== REQUIREMENT ==
Say how many lines of these entries include the word "please", and answer with the number alone.

═══ DATA TO PROCESS

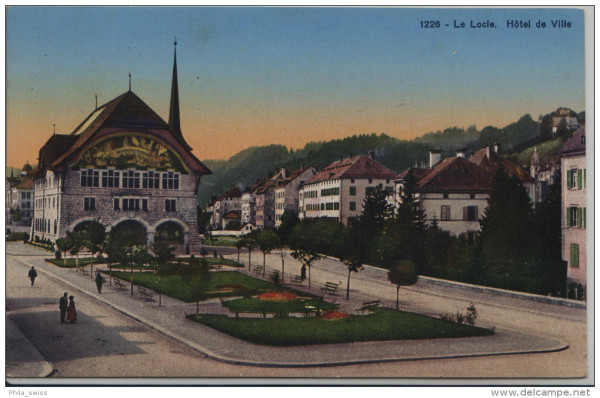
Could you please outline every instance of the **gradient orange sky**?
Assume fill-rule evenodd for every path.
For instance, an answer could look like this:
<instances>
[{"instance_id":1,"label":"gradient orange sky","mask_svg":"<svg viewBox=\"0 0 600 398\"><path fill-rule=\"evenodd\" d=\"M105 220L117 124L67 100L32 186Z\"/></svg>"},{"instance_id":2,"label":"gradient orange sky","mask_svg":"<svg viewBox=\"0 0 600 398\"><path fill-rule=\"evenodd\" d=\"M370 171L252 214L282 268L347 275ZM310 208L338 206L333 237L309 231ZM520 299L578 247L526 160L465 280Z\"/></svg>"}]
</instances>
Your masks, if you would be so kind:
<instances>
[{"instance_id":1,"label":"gradient orange sky","mask_svg":"<svg viewBox=\"0 0 600 398\"><path fill-rule=\"evenodd\" d=\"M502 25L534 17L566 18L573 28ZM500 27L424 30L423 18ZM168 119L174 36L182 130L200 159L584 110L583 13L575 9L13 7L7 164L36 163L54 123L58 134L72 132L95 94L103 104L127 91L129 72L132 91Z\"/></svg>"}]
</instances>

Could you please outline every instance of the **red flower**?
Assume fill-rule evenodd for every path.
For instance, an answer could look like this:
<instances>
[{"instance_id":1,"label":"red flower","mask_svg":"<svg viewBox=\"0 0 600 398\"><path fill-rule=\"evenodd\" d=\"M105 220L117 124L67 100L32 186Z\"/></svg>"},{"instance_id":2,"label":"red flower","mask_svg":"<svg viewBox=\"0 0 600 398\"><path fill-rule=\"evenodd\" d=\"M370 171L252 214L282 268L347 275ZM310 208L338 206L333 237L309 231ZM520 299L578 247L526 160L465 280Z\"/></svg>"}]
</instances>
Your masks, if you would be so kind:
<instances>
[{"instance_id":1,"label":"red flower","mask_svg":"<svg viewBox=\"0 0 600 398\"><path fill-rule=\"evenodd\" d=\"M321 315L321 318L323 319L344 319L344 318L348 318L350 315L346 314L345 312L339 312L339 311L327 311L324 312L323 315Z\"/></svg>"},{"instance_id":2,"label":"red flower","mask_svg":"<svg viewBox=\"0 0 600 398\"><path fill-rule=\"evenodd\" d=\"M294 300L297 299L294 293L288 292L266 292L258 296L259 300Z\"/></svg>"}]
</instances>

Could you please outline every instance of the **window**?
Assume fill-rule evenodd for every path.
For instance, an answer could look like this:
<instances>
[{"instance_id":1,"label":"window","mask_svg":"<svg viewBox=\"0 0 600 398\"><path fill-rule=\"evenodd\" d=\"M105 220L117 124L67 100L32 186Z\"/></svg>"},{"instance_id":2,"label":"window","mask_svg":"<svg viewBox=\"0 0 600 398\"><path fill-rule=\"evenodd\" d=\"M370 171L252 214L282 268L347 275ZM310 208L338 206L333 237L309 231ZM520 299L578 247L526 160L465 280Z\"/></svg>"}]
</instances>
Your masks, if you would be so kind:
<instances>
[{"instance_id":1,"label":"window","mask_svg":"<svg viewBox=\"0 0 600 398\"><path fill-rule=\"evenodd\" d=\"M56 220L54 220L54 235L56 235Z\"/></svg>"},{"instance_id":2,"label":"window","mask_svg":"<svg viewBox=\"0 0 600 398\"><path fill-rule=\"evenodd\" d=\"M350 179L350 183L351 183L351 184L354 184L354 178L351 178L351 179Z\"/></svg>"},{"instance_id":3,"label":"window","mask_svg":"<svg viewBox=\"0 0 600 398\"><path fill-rule=\"evenodd\" d=\"M372 183L373 183L373 179L369 178L369 184L372 184Z\"/></svg>"},{"instance_id":4,"label":"window","mask_svg":"<svg viewBox=\"0 0 600 398\"><path fill-rule=\"evenodd\" d=\"M350 202L350 211L356 211L356 202Z\"/></svg>"},{"instance_id":5,"label":"window","mask_svg":"<svg viewBox=\"0 0 600 398\"><path fill-rule=\"evenodd\" d=\"M321 203L321 210L325 210L325 203Z\"/></svg>"},{"instance_id":6,"label":"window","mask_svg":"<svg viewBox=\"0 0 600 398\"><path fill-rule=\"evenodd\" d=\"M179 189L179 173L163 173L163 189Z\"/></svg>"},{"instance_id":7,"label":"window","mask_svg":"<svg viewBox=\"0 0 600 398\"><path fill-rule=\"evenodd\" d=\"M100 172L94 169L81 170L81 186L97 187L100 183Z\"/></svg>"},{"instance_id":8,"label":"window","mask_svg":"<svg viewBox=\"0 0 600 398\"><path fill-rule=\"evenodd\" d=\"M350 187L350 196L356 196L356 187Z\"/></svg>"},{"instance_id":9,"label":"window","mask_svg":"<svg viewBox=\"0 0 600 398\"><path fill-rule=\"evenodd\" d=\"M108 188L119 187L119 172L114 170L102 171L102 186Z\"/></svg>"},{"instance_id":10,"label":"window","mask_svg":"<svg viewBox=\"0 0 600 398\"><path fill-rule=\"evenodd\" d=\"M475 194L474 194L474 193L470 194L470 195L469 195L469 198L471 198L471 199L475 199Z\"/></svg>"},{"instance_id":11,"label":"window","mask_svg":"<svg viewBox=\"0 0 600 398\"><path fill-rule=\"evenodd\" d=\"M450 221L450 206L443 205L440 210L440 218L442 221Z\"/></svg>"},{"instance_id":12,"label":"window","mask_svg":"<svg viewBox=\"0 0 600 398\"><path fill-rule=\"evenodd\" d=\"M83 198L83 210L96 210L96 198Z\"/></svg>"},{"instance_id":13,"label":"window","mask_svg":"<svg viewBox=\"0 0 600 398\"><path fill-rule=\"evenodd\" d=\"M177 211L177 205L175 199L165 200L165 211Z\"/></svg>"},{"instance_id":14,"label":"window","mask_svg":"<svg viewBox=\"0 0 600 398\"><path fill-rule=\"evenodd\" d=\"M571 267L579 267L579 245L571 244Z\"/></svg>"},{"instance_id":15,"label":"window","mask_svg":"<svg viewBox=\"0 0 600 398\"><path fill-rule=\"evenodd\" d=\"M127 170L123 172L123 188L139 188L140 172Z\"/></svg>"},{"instance_id":16,"label":"window","mask_svg":"<svg viewBox=\"0 0 600 398\"><path fill-rule=\"evenodd\" d=\"M581 227L581 208L571 206L567 208L567 227Z\"/></svg>"},{"instance_id":17,"label":"window","mask_svg":"<svg viewBox=\"0 0 600 398\"><path fill-rule=\"evenodd\" d=\"M114 204L114 209L115 210L121 210L121 206L119 206L119 198L114 198L113 199L113 204Z\"/></svg>"},{"instance_id":18,"label":"window","mask_svg":"<svg viewBox=\"0 0 600 398\"><path fill-rule=\"evenodd\" d=\"M160 174L154 171L142 173L142 188L160 188Z\"/></svg>"},{"instance_id":19,"label":"window","mask_svg":"<svg viewBox=\"0 0 600 398\"><path fill-rule=\"evenodd\" d=\"M463 207L463 221L477 221L479 219L477 206Z\"/></svg>"},{"instance_id":20,"label":"window","mask_svg":"<svg viewBox=\"0 0 600 398\"><path fill-rule=\"evenodd\" d=\"M369 196L369 195L373 195L373 193L375 192L376 187L366 187L365 188L365 195Z\"/></svg>"},{"instance_id":21,"label":"window","mask_svg":"<svg viewBox=\"0 0 600 398\"><path fill-rule=\"evenodd\" d=\"M444 199L448 199L448 194L447 193L444 194Z\"/></svg>"},{"instance_id":22,"label":"window","mask_svg":"<svg viewBox=\"0 0 600 398\"><path fill-rule=\"evenodd\" d=\"M583 172L581 169L573 168L567 170L567 188L581 189Z\"/></svg>"}]
</instances>

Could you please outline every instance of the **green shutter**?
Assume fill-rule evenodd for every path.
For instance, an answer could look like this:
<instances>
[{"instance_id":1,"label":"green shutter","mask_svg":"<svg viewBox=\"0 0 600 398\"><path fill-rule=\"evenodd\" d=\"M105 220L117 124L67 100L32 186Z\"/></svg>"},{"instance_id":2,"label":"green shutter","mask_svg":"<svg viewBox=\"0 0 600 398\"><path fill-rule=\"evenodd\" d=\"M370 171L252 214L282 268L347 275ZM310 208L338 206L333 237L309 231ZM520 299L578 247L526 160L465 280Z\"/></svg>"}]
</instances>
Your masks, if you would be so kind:
<instances>
[{"instance_id":1,"label":"green shutter","mask_svg":"<svg viewBox=\"0 0 600 398\"><path fill-rule=\"evenodd\" d=\"M581 228L581 207L577 208L577 226Z\"/></svg>"},{"instance_id":2,"label":"green shutter","mask_svg":"<svg viewBox=\"0 0 600 398\"><path fill-rule=\"evenodd\" d=\"M567 227L571 226L571 208L567 207L567 219L565 224L567 225Z\"/></svg>"},{"instance_id":3,"label":"green shutter","mask_svg":"<svg viewBox=\"0 0 600 398\"><path fill-rule=\"evenodd\" d=\"M567 170L567 188L571 188L571 170Z\"/></svg>"},{"instance_id":4,"label":"green shutter","mask_svg":"<svg viewBox=\"0 0 600 398\"><path fill-rule=\"evenodd\" d=\"M586 170L586 169L583 169L583 187L584 187L584 188L585 188L585 170Z\"/></svg>"},{"instance_id":5,"label":"green shutter","mask_svg":"<svg viewBox=\"0 0 600 398\"><path fill-rule=\"evenodd\" d=\"M585 207L583 208L583 228L585 228Z\"/></svg>"},{"instance_id":6,"label":"green shutter","mask_svg":"<svg viewBox=\"0 0 600 398\"><path fill-rule=\"evenodd\" d=\"M581 172L581 169L577 170L577 188L579 189L581 189L582 175L583 173Z\"/></svg>"}]
</instances>

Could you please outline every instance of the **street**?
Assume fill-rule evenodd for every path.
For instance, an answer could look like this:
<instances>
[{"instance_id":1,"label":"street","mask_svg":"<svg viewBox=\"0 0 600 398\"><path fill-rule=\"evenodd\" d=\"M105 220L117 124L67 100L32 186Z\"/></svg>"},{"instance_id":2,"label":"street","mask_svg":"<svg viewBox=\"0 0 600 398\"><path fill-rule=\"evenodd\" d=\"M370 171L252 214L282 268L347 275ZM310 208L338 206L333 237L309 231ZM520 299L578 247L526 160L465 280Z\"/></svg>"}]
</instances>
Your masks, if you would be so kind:
<instances>
[{"instance_id":1,"label":"street","mask_svg":"<svg viewBox=\"0 0 600 398\"><path fill-rule=\"evenodd\" d=\"M245 254L245 258L244 258ZM206 358L187 345L114 309L94 294L74 291L56 274L38 272L31 287L27 270L31 265L43 271L44 257L51 254L20 243L7 245L7 314L39 352L54 366L54 378L75 377L365 377L365 378L580 378L586 375L585 310L560 307L523 299L502 298L470 291L421 283L400 289L403 308L424 313L464 312L470 301L480 314L478 323L544 336L560 337L569 348L563 351L459 359L417 360L367 365L276 368L234 365ZM229 257L237 258L237 253ZM252 253L253 263L262 264L262 255ZM247 261L247 253L242 260ZM300 272L300 265L285 257L286 278ZM279 253L267 256L268 269L281 269ZM372 271L353 274L351 294L377 297L386 305L395 303L396 289ZM343 264L325 259L313 266L311 283L342 281ZM81 283L91 281L84 277ZM60 324L58 299L67 291L75 296L79 314L76 324ZM105 295L122 292L105 287ZM343 295L338 301L344 300ZM156 305L148 303L148 306ZM224 380L224 383L227 381ZM274 381L276 382L276 381ZM427 381L419 380L420 384Z\"/></svg>"}]
</instances>

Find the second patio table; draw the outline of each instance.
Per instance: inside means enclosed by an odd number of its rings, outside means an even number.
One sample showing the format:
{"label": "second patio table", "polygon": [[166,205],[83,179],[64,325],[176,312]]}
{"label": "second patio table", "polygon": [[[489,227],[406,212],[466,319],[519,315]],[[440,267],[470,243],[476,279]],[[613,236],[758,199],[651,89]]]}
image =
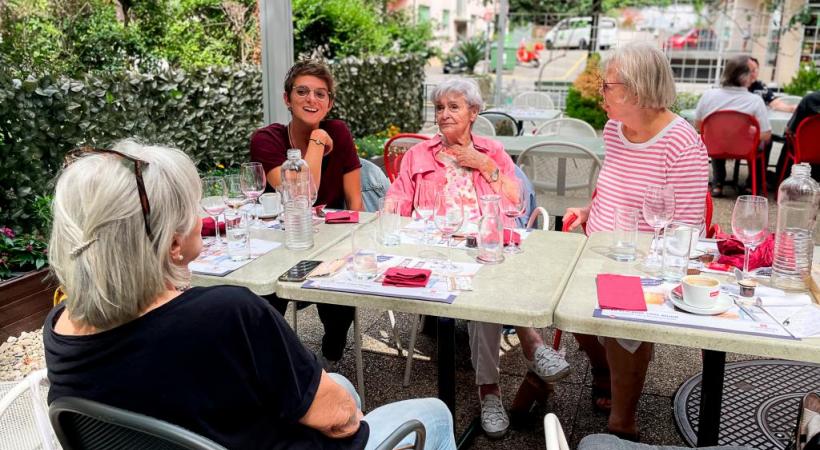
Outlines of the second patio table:
{"label": "second patio table", "polygon": [[[649,248],[652,235],[640,234],[639,247]],[[611,232],[593,233],[575,265],[572,278],[555,309],[555,327],[565,331],[658,344],[700,348],[703,354],[698,446],[717,445],[723,396],[725,352],[820,363],[820,338],[776,339],[738,333],[683,328],[593,317],[598,307],[595,279],[600,273],[646,276],[639,263],[617,262],[605,255]]]}

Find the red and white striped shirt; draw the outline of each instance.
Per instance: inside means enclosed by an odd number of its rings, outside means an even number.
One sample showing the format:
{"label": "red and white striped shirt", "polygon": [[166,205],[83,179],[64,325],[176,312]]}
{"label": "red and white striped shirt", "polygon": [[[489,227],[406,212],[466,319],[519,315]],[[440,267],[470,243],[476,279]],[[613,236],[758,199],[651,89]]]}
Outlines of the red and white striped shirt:
{"label": "red and white striped shirt", "polygon": [[615,228],[615,208],[639,211],[638,229],[652,231],[643,218],[646,186],[671,184],[675,191],[673,220],[697,224],[703,220],[709,181],[709,157],[700,135],[686,120],[675,118],[647,142],[629,142],[614,120],[604,127],[606,158],[592,199],[587,234]]}

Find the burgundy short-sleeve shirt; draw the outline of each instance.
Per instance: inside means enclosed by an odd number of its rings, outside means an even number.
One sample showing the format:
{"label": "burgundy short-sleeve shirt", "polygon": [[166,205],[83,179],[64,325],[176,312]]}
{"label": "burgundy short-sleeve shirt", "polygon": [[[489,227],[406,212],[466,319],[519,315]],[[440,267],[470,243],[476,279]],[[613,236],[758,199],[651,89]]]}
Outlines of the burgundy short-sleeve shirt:
{"label": "burgundy short-sleeve shirt", "polygon": [[[328,208],[343,208],[345,193],[342,177],[362,167],[362,163],[359,162],[353,136],[343,121],[323,120],[319,123],[319,128],[327,131],[328,136],[333,139],[333,151],[322,158],[322,180],[316,204],[327,205]],[[288,159],[287,151],[292,147],[287,126],[281,123],[268,125],[256,130],[251,136],[251,161],[262,163],[265,173],[268,173]]]}

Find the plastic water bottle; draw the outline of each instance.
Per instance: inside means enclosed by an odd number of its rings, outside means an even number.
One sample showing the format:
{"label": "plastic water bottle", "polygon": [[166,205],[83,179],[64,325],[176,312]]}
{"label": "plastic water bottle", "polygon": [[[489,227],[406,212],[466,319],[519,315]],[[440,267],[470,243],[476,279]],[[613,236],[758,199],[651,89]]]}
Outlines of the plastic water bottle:
{"label": "plastic water bottle", "polygon": [[282,164],[282,200],[285,205],[285,247],[305,250],[313,247],[313,214],[310,168],[298,148],[288,150]]}
{"label": "plastic water bottle", "polygon": [[809,164],[795,164],[777,191],[777,233],[774,239],[772,284],[780,289],[806,290],[811,277],[814,225],[820,185]]}
{"label": "plastic water bottle", "polygon": [[478,262],[498,264],[504,261],[504,222],[501,219],[501,196],[482,195],[479,199]]}

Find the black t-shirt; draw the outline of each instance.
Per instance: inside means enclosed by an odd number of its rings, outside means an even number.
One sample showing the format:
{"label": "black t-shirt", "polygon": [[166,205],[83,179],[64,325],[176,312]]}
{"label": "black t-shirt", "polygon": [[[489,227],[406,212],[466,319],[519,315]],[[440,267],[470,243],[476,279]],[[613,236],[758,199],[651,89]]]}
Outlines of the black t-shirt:
{"label": "black t-shirt", "polygon": [[797,109],[792,113],[792,118],[789,119],[789,131],[797,133],[797,127],[800,122],[806,117],[820,114],[820,91],[812,92],[803,97],[797,105]]}
{"label": "black t-shirt", "polygon": [[766,106],[774,100],[774,92],[767,88],[760,80],[755,80],[755,82],[749,86],[749,92],[763,98],[763,103],[765,103]]}
{"label": "black t-shirt", "polygon": [[298,423],[321,367],[267,302],[241,287],[192,288],[88,336],[44,328],[48,401],[75,396],[180,425],[229,449],[360,449]]}

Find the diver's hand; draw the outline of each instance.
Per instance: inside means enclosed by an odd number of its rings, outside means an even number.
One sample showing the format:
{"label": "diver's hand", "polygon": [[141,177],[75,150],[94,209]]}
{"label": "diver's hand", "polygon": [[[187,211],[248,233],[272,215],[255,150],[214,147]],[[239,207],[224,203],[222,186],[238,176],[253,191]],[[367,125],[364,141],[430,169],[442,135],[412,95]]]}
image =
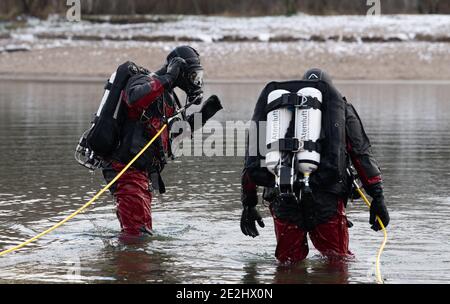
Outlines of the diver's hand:
{"label": "diver's hand", "polygon": [[185,65],[186,60],[184,60],[183,58],[172,58],[172,60],[170,60],[169,64],[167,65],[167,74],[171,75],[174,79],[177,79],[178,75],[180,75],[180,72]]}
{"label": "diver's hand", "polygon": [[381,230],[381,225],[377,220],[377,216],[380,218],[384,227],[389,225],[390,217],[386,204],[384,203],[383,184],[378,183],[366,188],[367,194],[372,197],[372,204],[370,205],[370,218],[369,223],[372,225],[372,229],[375,231]]}
{"label": "diver's hand", "polygon": [[185,65],[186,60],[181,57],[175,57],[170,60],[167,65],[166,74],[159,77],[165,89],[170,90],[173,88],[175,81],[178,79],[178,76]]}
{"label": "diver's hand", "polygon": [[[193,113],[189,115],[187,121],[189,123],[189,126],[191,127],[192,131],[198,130],[201,127],[203,127],[208,120],[210,120],[214,115],[216,115],[217,112],[222,110],[222,104],[220,103],[219,97],[216,95],[212,95],[209,97],[204,103],[200,110],[200,112]],[[194,125],[195,123],[195,115],[201,114],[201,125]]]}
{"label": "diver's hand", "polygon": [[241,216],[242,233],[253,238],[258,236],[259,232],[258,229],[256,229],[255,222],[258,223],[259,227],[265,227],[262,217],[259,214],[258,210],[256,210],[256,207],[244,206]]}
{"label": "diver's hand", "polygon": [[372,229],[375,231],[381,230],[381,225],[377,220],[377,216],[380,218],[384,227],[389,225],[390,217],[386,204],[384,203],[384,197],[375,197],[370,205],[370,219],[369,223],[372,225]]}
{"label": "diver's hand", "polygon": [[217,95],[211,95],[203,104],[200,112],[202,113],[205,120],[209,120],[222,109],[223,107],[220,103],[219,97],[217,97]]}

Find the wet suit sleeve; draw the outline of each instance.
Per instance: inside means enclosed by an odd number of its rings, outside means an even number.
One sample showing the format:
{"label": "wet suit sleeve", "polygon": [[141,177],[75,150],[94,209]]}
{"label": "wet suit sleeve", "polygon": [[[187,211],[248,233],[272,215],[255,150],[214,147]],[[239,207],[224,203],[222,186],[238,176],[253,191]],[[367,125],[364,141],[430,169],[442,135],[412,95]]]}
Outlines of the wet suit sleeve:
{"label": "wet suit sleeve", "polygon": [[252,181],[248,170],[244,169],[241,178],[241,202],[243,206],[254,207],[258,204],[258,186]]}
{"label": "wet suit sleeve", "polygon": [[[256,206],[258,203],[258,186],[274,187],[275,178],[265,167],[261,167],[262,156],[259,151],[260,122],[266,120],[265,106],[267,104],[268,84],[258,98],[250,122],[249,134],[247,134],[245,145],[245,165],[241,177],[241,200],[244,206]],[[252,134],[252,135],[250,135]]]}
{"label": "wet suit sleeve", "polygon": [[125,88],[125,101],[130,107],[148,108],[164,93],[164,87],[159,79],[149,75],[134,75]]}
{"label": "wet suit sleeve", "polygon": [[[252,120],[253,123],[253,120]],[[250,130],[249,132],[254,132]],[[252,148],[249,147],[249,135],[247,135],[246,144],[245,144],[245,166],[244,170],[242,170],[241,176],[241,201],[243,206],[254,207],[258,204],[258,186],[252,179],[253,172],[257,170],[261,170],[260,162],[256,157],[251,157],[249,154],[249,150]]]}
{"label": "wet suit sleeve", "polygon": [[364,188],[367,190],[373,185],[382,183],[381,171],[373,156],[369,138],[358,113],[350,103],[346,105],[346,132],[347,152]]}

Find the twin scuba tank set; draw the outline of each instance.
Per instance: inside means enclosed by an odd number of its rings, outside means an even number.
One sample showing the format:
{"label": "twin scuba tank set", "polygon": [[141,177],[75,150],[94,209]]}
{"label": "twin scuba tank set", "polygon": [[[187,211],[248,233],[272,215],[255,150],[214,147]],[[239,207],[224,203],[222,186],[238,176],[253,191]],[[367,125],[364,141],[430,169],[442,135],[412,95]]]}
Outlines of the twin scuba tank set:
{"label": "twin scuba tank set", "polygon": [[[267,97],[266,166],[279,198],[300,206],[312,203],[309,178],[320,164],[321,107],[322,93],[312,87],[277,89]],[[311,213],[310,206],[304,207]]]}

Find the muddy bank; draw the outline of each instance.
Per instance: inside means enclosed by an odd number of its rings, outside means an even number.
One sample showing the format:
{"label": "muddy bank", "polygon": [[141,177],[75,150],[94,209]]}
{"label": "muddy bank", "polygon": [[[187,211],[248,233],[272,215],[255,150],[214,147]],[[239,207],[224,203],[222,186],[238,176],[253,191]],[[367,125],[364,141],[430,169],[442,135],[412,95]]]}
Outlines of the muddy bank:
{"label": "muddy bank", "polygon": [[[0,54],[5,77],[105,77],[127,60],[156,70],[177,42],[61,41],[27,52]],[[199,50],[207,79],[298,78],[310,67],[337,79],[450,79],[448,43],[240,42],[190,43]]]}

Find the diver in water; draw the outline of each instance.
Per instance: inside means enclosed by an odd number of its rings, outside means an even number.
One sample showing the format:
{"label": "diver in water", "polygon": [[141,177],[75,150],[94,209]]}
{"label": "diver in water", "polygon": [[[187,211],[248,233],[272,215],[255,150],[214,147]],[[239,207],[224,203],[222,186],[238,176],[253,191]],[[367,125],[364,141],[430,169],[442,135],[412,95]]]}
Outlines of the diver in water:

══════

== EXPECTED ANSWER ==
5